WHAT THE EXERCISE ASKS – Print the listing below word for word, but drop any pictures it contains.

---*---

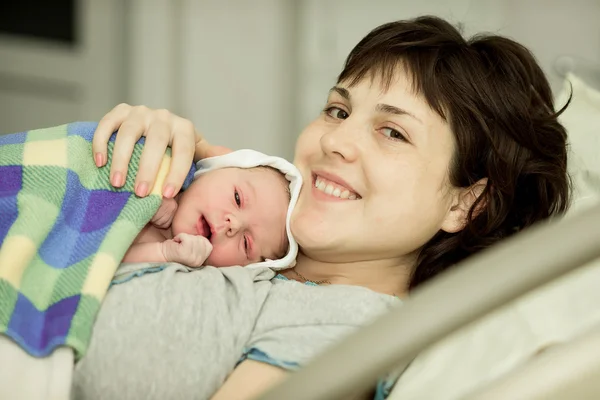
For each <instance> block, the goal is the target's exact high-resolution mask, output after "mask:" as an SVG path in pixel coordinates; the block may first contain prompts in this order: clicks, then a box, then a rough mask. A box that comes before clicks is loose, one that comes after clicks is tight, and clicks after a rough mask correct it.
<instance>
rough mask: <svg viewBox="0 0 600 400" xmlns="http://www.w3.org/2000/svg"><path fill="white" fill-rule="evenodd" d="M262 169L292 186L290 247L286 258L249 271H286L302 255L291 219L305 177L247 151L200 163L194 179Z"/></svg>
mask: <svg viewBox="0 0 600 400" xmlns="http://www.w3.org/2000/svg"><path fill="white" fill-rule="evenodd" d="M260 166H268V167H272V168H275V169H277V170H279V171H281V172H282V173H283V174H284V175H285V178H286V179H287V180H288V181H289V182H290V197H291V200H290V204H289V206H288V210H287V215H286V220H285V225H286V228H285V229H286V233H287V237H288V242H289V247H288V251H287V253H286V255H285V256H284V257H283V258H280V259H277V260H266V261H263V262H259V263H254V264H249V265H247V266H246V267H245V268H258V267H269V268H272V269H274V270H281V269H286V268H290V267H292V266H294V264H295V262H296V256H297V255H298V243H296V241H295V240H294V238H293V237H292V232H291V229H290V219H291V217H292V211H293V210H294V207H295V205H296V202H297V201H298V195H299V194H300V188H301V187H302V175H300V171H298V169H297V168H296V167H295V166H294V165H293V164H292V163H290V162H289V161H287V160H285V159H283V158H281V157H275V156H268V155H266V154H263V153H261V152H259V151H256V150H250V149H243V150H237V151H233V152H231V153H228V154H225V155H222V156H217V157H210V158H205V159H203V160H200V161H198V162H197V163H196V172H195V173H194V179H195V178H197V177H198V176H199V175H201V174H204V173H206V172H209V171H213V170H215V169H219V168H228V167H237V168H254V167H260Z"/></svg>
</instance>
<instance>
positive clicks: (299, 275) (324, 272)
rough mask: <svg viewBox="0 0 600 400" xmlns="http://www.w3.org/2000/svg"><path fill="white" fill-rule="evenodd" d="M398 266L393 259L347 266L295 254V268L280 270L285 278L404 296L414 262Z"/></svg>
mask: <svg viewBox="0 0 600 400" xmlns="http://www.w3.org/2000/svg"><path fill="white" fill-rule="evenodd" d="M406 264H407V265H406V266H403V265H402V262H400V261H398V260H397V259H394V260H377V261H359V262H350V263H339V264H338V263H329V262H323V261H319V260H315V259H313V258H311V257H308V256H307V255H305V254H303V253H302V252H300V253H298V258H297V260H296V266H295V267H294V268H293V269H291V270H287V271H283V275H285V276H286V277H287V278H289V279H294V280H300V281H302V279H306V280H310V281H312V282H322V281H326V282H327V283H330V284H334V285H355V286H364V287H366V288H369V289H371V290H373V291H376V292H379V293H385V294H389V295H395V296H398V297H404V296H405V295H406V294H407V292H408V284H409V280H410V275H411V272H412V268H411V266H412V265H414V261H413V262H410V263H406Z"/></svg>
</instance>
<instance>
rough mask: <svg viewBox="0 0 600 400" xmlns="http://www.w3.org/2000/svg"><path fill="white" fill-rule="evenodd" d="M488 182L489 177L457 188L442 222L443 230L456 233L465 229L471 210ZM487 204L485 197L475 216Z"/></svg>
mask: <svg viewBox="0 0 600 400" xmlns="http://www.w3.org/2000/svg"><path fill="white" fill-rule="evenodd" d="M487 182H488V180H487V178H482V179H480V180H478V181H477V182H475V183H474V184H473V185H471V186H469V187H466V188H456V189H455V190H456V192H455V194H454V198H453V201H452V205H451V207H450V209H449V210H448V214H447V215H446V219H445V220H444V223H443V224H442V230H443V231H445V232H448V233H456V232H459V231H461V230H462V229H464V227H465V226H466V225H467V222H468V217H469V210H471V207H473V204H475V201H476V200H477V199H478V198H479V197H480V196H481V195H482V194H483V191H484V190H485V188H486V186H487ZM485 206H486V204H485V199H482V201H480V202H479V204H477V208H476V209H475V210H473V217H475V216H477V215H479V213H481V212H482V211H483V210H484V209H485Z"/></svg>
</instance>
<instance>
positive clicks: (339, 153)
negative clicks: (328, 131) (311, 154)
mask: <svg viewBox="0 0 600 400" xmlns="http://www.w3.org/2000/svg"><path fill="white" fill-rule="evenodd" d="M359 129H360V127H358V126H356V124H353V123H352V122H350V121H349V120H345V121H344V122H342V123H340V124H339V125H338V126H337V127H335V129H332V130H331V131H329V132H327V133H325V134H324V135H323V136H321V148H322V149H323V153H325V154H327V155H328V156H331V157H334V158H339V159H341V160H342V161H345V162H353V161H355V160H356V159H357V157H358V151H359V149H358V140H357V138H358V135H359V132H358V130H359Z"/></svg>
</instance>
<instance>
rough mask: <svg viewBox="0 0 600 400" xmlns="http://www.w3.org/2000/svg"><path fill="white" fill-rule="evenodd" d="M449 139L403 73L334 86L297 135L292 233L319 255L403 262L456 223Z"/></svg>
mask: <svg viewBox="0 0 600 400" xmlns="http://www.w3.org/2000/svg"><path fill="white" fill-rule="evenodd" d="M454 148H455V143H454V136H453V134H452V132H451V131H450V128H449V126H448V124H447V123H446V122H445V121H444V120H443V119H442V118H441V117H440V116H439V115H438V114H437V113H436V112H435V111H433V110H432V109H431V108H430V107H429V106H428V105H427V103H426V101H425V100H424V99H423V98H421V97H420V96H419V95H416V94H415V93H413V91H412V88H411V84H410V81H409V80H408V79H407V76H406V74H405V73H403V72H402V71H399V72H398V73H397V77H396V80H395V81H393V82H392V84H391V85H390V87H389V89H388V90H387V91H386V90H384V89H383V88H382V86H381V84H380V81H378V80H377V79H373V80H371V79H369V78H366V79H363V81H361V82H360V83H359V84H357V85H355V86H353V87H350V86H348V85H345V84H344V83H342V84H339V85H337V86H336V87H335V88H334V89H332V90H331V92H330V93H329V97H328V99H327V104H326V107H325V111H324V112H323V113H322V114H321V115H320V116H319V117H318V118H317V119H316V120H315V121H313V122H312V123H311V124H310V125H309V126H308V127H307V128H306V129H305V130H304V132H302V134H301V135H300V137H299V139H298V143H297V146H296V155H295V161H294V162H295V164H296V166H297V167H298V168H299V169H300V171H301V173H302V175H303V178H304V180H305V185H304V187H303V189H302V192H301V194H300V198H299V201H298V204H297V206H296V208H295V211H294V215H293V220H292V226H291V227H292V231H293V234H294V236H295V238H296V239H297V240H298V243H299V244H300V246H301V247H302V251H303V253H304V254H306V255H307V256H309V257H311V258H315V259H319V260H321V261H325V262H337V263H340V262H354V261H380V260H389V261H393V262H403V261H404V262H405V261H407V259H409V258H410V260H413V259H414V256H415V254H416V251H417V250H418V249H419V248H421V247H422V246H423V245H424V244H425V243H426V242H427V241H428V240H429V239H431V238H432V237H433V235H435V233H437V232H438V231H439V230H440V229H444V230H447V231H455V230H458V229H460V228H461V227H462V225H461V224H460V221H459V218H458V215H457V211H456V208H457V205H456V203H457V201H458V198H459V189H457V188H454V187H452V186H451V185H450V183H449V178H448V173H449V164H450V161H451V159H452V156H453V153H454Z"/></svg>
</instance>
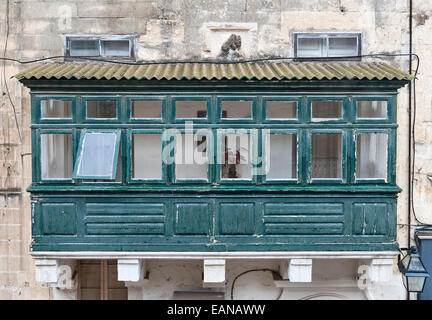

---*---

WRITTEN RESPONSE –
For each <instance> block, the goal is the target's exact high-resolution mask, output after "mask:" as an SVG path in pixel coordinates; the block may first contain prompts in this order: clicks, then a box, then a rough mask. A box that comes before clicks is loose, one that comes after clicks is tight, and clicks after a rough mask correct it.
<instance>
rough mask: <svg viewBox="0 0 600 400" xmlns="http://www.w3.org/2000/svg"><path fill="white" fill-rule="evenodd" d="M262 169L292 186L290 247L286 258L249 271H286L302 255L291 219L305 177L247 151L200 163L194 179Z"/></svg>
mask: <svg viewBox="0 0 600 400" xmlns="http://www.w3.org/2000/svg"><path fill="white" fill-rule="evenodd" d="M260 166H268V167H272V168H275V169H277V170H279V171H281V172H282V173H283V174H284V175H285V178H286V179H287V180H288V181H289V182H290V197H291V200H290V204H289V206H288V210H287V215H286V220H285V225H286V228H285V229H286V233H287V237H288V242H289V247H288V251H287V253H286V255H285V256H284V257H283V258H280V259H277V260H266V261H263V262H259V263H254V264H249V265H247V266H246V267H245V268H258V267H269V268H272V269H274V270H281V269H286V268H290V267H292V266H294V264H295V262H296V256H297V255H298V243H296V241H295V240H294V238H293V237H292V232H291V229H290V219H291V217H292V211H293V210H294V207H295V205H296V202H297V201H298V195H299V194H300V188H301V187H302V175H300V171H298V169H297V168H296V167H295V166H294V165H293V164H292V163H290V162H289V161H287V160H285V159H283V158H281V157H275V156H268V155H266V154H263V153H261V152H259V151H256V150H250V149H243V150H237V151H233V152H231V153H228V154H225V155H222V156H217V157H210V158H205V159H203V160H200V161H198V162H197V163H196V172H195V173H194V179H195V178H197V177H198V176H199V175H201V174H204V173H206V172H209V171H213V170H215V169H219V168H228V167H237V168H254V167H260Z"/></svg>
</instance>
<instance>
positive clicks: (299, 275) (324, 272)
rough mask: <svg viewBox="0 0 600 400" xmlns="http://www.w3.org/2000/svg"><path fill="white" fill-rule="evenodd" d="M398 266L393 259L347 266L295 254V268L280 270L285 278L404 296L414 262Z"/></svg>
mask: <svg viewBox="0 0 600 400" xmlns="http://www.w3.org/2000/svg"><path fill="white" fill-rule="evenodd" d="M406 264H407V265H406V266H403V265H402V262H400V261H398V260H397V259H394V260H377V261H359V262H350V263H339V264H338V263H329V262H323V261H319V260H315V259H313V258H311V257H308V256H307V255H305V254H303V253H302V252H300V253H298V258H297V260H296V266H295V267H294V268H293V269H291V270H287V271H283V275H285V276H286V277H287V278H289V279H294V280H300V281H302V279H306V280H310V281H312V282H322V281H326V282H327V283H330V284H334V285H355V286H364V287H366V288H369V289H371V290H373V291H376V292H379V293H385V294H389V295H395V296H398V297H404V296H405V295H406V294H407V292H408V284H409V280H410V275H411V272H412V268H411V266H412V265H414V261H413V262H410V263H406Z"/></svg>
</instance>
<instance>
rough mask: <svg viewBox="0 0 600 400" xmlns="http://www.w3.org/2000/svg"><path fill="white" fill-rule="evenodd" d="M488 182L489 177L457 188L442 222L443 230L456 233L465 229L471 210ZM487 204L485 197L475 216Z"/></svg>
mask: <svg viewBox="0 0 600 400" xmlns="http://www.w3.org/2000/svg"><path fill="white" fill-rule="evenodd" d="M487 182H488V180H487V178H482V179H480V180H478V181H477V182H475V183H474V184H473V185H471V186H469V187H466V188H456V189H455V190H456V192H455V194H454V198H453V201H452V205H451V207H450V209H449V210H448V214H447V215H446V219H445V220H444V223H443V224H442V230H443V231H445V232H448V233H456V232H459V231H461V230H462V229H464V227H465V226H466V225H467V222H468V217H469V210H471V207H473V204H475V201H476V200H477V199H478V198H479V197H480V196H481V195H482V194H483V191H484V190H485V188H486V186H487ZM485 206H486V204H485V199H482V201H480V202H479V204H477V208H476V209H475V210H473V217H475V216H477V215H479V213H481V212H482V211H483V210H484V209H485Z"/></svg>
</instance>
<instance>
positive clicks: (339, 153)
negative clicks: (328, 131) (311, 154)
mask: <svg viewBox="0 0 600 400" xmlns="http://www.w3.org/2000/svg"><path fill="white" fill-rule="evenodd" d="M359 129H360V127H358V126H356V124H353V123H352V122H350V121H349V120H345V121H344V122H342V123H340V124H339V125H338V126H337V127H335V129H332V130H331V131H329V132H327V133H325V134H324V135H323V136H321V148H322V149H323V153H325V154H327V155H328V156H331V157H334V158H339V159H341V160H342V161H345V162H353V161H355V160H356V159H357V157H358V151H359V149H358V140H357V138H358V135H359V132H358V130H359Z"/></svg>
</instance>
<instance>
rough mask: <svg viewBox="0 0 600 400" xmlns="http://www.w3.org/2000/svg"><path fill="white" fill-rule="evenodd" d="M449 139L403 73L334 86L297 135L292 233L319 255L403 262L456 223Z"/></svg>
mask: <svg viewBox="0 0 600 400" xmlns="http://www.w3.org/2000/svg"><path fill="white" fill-rule="evenodd" d="M454 148H455V143H454V136H453V134H452V132H451V131H450V128H449V126H448V124H447V123H446V122H445V121H444V120H443V119H442V118H441V117H440V116H439V115H438V114H437V113H436V112H435V111H433V110H432V109H431V108H430V107H429V106H428V105H427V103H426V101H425V100H424V99H423V98H421V97H420V96H419V95H416V94H415V93H413V91H412V88H411V84H410V81H409V80H408V79H407V76H406V74H405V73H403V72H402V71H399V72H398V73H397V77H396V80H395V81H393V82H392V84H391V85H390V87H389V89H388V90H387V91H386V90H384V89H383V88H382V86H381V84H380V81H378V80H377V79H373V80H371V79H369V78H366V79H363V81H361V82H360V83H359V84H357V85H355V86H353V87H350V86H348V85H345V84H344V83H342V84H339V85H337V86H336V87H335V88H334V89H332V90H331V92H330V93H329V97H328V99H327V104H326V107H325V111H324V112H323V113H322V114H321V115H320V116H319V117H318V118H317V119H316V120H315V121H313V122H312V123H311V124H310V125H309V126H308V127H307V128H306V129H305V130H304V132H302V134H301V135H300V137H299V139H298V143H297V146H296V155H295V161H294V162H295V164H296V166H297V167H298V168H299V169H300V171H301V173H302V175H303V178H304V180H305V185H304V187H303V189H302V192H301V194H300V198H299V201H298V204H297V206H296V208H295V211H294V215H293V220H292V226H291V227H292V231H293V234H294V236H295V238H296V239H297V240H298V243H299V244H300V246H301V247H302V251H303V253H304V254H306V255H307V256H309V257H311V258H315V259H319V260H321V261H325V262H337V263H340V262H354V261H380V260H389V261H393V262H403V261H404V262H405V261H407V259H409V258H410V260H413V259H414V256H415V254H416V251H417V250H418V249H419V248H421V247H422V246H423V245H424V244H425V243H426V242H427V241H428V240H429V239H431V238H432V237H433V235H435V233H437V232H438V231H439V230H440V229H444V230H447V231H455V230H458V229H460V228H461V227H462V225H461V224H460V221H459V218H458V215H457V211H456V208H457V205H456V203H457V201H458V198H459V189H457V188H454V187H452V186H451V185H450V183H449V178H448V173H449V164H450V161H451V159H452V156H453V153H454Z"/></svg>
</instance>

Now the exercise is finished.